Usage ( lsb on top ) :
-------> opcode ( load-mem-byte-r1 )
-------> the starting address
-------> the offset
-------> zero

Example :
---> load-mem-byte-r1 [0xf00df0ed], 20, 0

load-ptr-r1, load-ptr-r2 instructions

Copy into register R1 or R2 the value from the memory address second-level-pointed-to via Operand1 + Operand2.

load-ptr-r1 and load-ptr-r2 :

Usage ( lsb on top ) :
-------> opcode ( load-ptr-r1 or load-ptr-r2 )
-------> the pointer address
-------> the offset into the second-level address
-------> zero

Example :
---> load-ptr-r1 [0xfeedfade], 20, 0

The load instructions and their counterpart, the store instructions ( explained next ), exist because the mathematic and logic instructions do not access memory directly. Such partitioning allows keeping the ISA simple and clean. It also allows faster mathematic and logic instruction execution in one core versus relatively slower memory access in another core.

store-r1, store-r2 instructions

Copy a word into a memory address the value from the register R1 or R2.

• _DESCRIPTION OF THE TASK_:
Please say whether each statement agrees with the load and store instructions text, answering yes or no and quoting the deciding words exactly. 1. The mathematic and logic instructions access memory directly. 2. In the load-ptr-r1 example, the offset is 20. 3. Keeping the load and store instructions separate helps keep the ISA simple. The lines play no part in any of this.

• _GIVEN MATERIAL_:
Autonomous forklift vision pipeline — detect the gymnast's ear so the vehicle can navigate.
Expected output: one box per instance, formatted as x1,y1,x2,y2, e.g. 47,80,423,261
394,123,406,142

• _ANSWER TO THE EXERCISE_:
1. No: "the mathematic and logic instructions do not access memory directly"
2. Yes: "load-ptr-r1 [0xfeedfade], 20, 0"
3. Yes: "Such partitioning allows keeping the ISA simple and clean."